[Provided passage]:
Here’s Tami’s advice for HR professionals to develop the skills you need to think holistically about the people piece of a business and become a strategic business partner.
Develop your ‘triangle of traits’
As the role of HR evolves in companies, the skills you need to be successful in the field are evolving, too.
“As HR leaders, we need to think beyond our own barriers and borders that we create,” Tami says.
You can no longer thrive in a silo of talent acquisition, learning and development, benefits or employee relations. You have to think strategically about curating a team, developing training programs, creating a culture and contributing the company’s long-term mission.
Tami calls the new HR toolbox a “triangle of traits,” which includes:
- Relationship skills: Know how to build strong relationships and connect with people to get things done.
- Quantitative skills: Be able to think about the numbers — in dollars and data. Thinking quantitatively lets you look at factors like spending and attrition to understand the effects of recruiting and training.
- Creative problem solving: If you want to move beyond simply taking orders from hiring managers, creative problem solving skills are crucial. Learn to look at the big picture and proactively recommend solutions that fit the larger context of company goals.

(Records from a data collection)
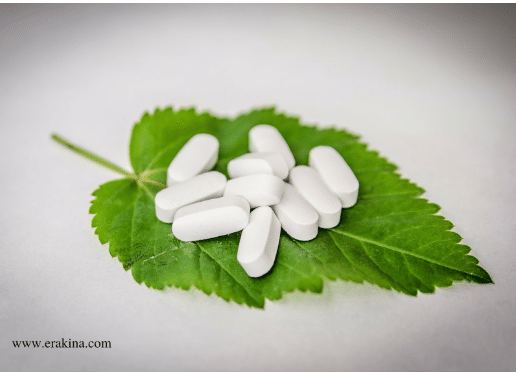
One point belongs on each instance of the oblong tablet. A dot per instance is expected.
(258, 163)
(211, 218)
(336, 173)
(259, 242)
(297, 217)
(198, 188)
(310, 185)
(266, 138)
(258, 190)
(198, 155)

[Prompt]:
Reproduce the part of the HR skills passage that opens with the words containing "You can no longer" and closes with "recruiting and training.". The rows are separate material and have no connection to the HR skills passage.

[Answer below]:
You can no longer thrive in a silo of talent acquisition, learning and development, benefits or employee relations. You have to think strategically about curating a team, developing training programs, creating a culture and contributing the company’s long-term mission.
Tami calls the new HR toolbox a “triangle of traits,” which includes:
- Relationship skills: Know how to build strong relationships and connect with people to get things done.
- Quantitative skills: Be able to think about the numbers — in dollars and data. Thinking quantitatively lets you look at factors like spending and attrition to understand the effects of recruiting and training.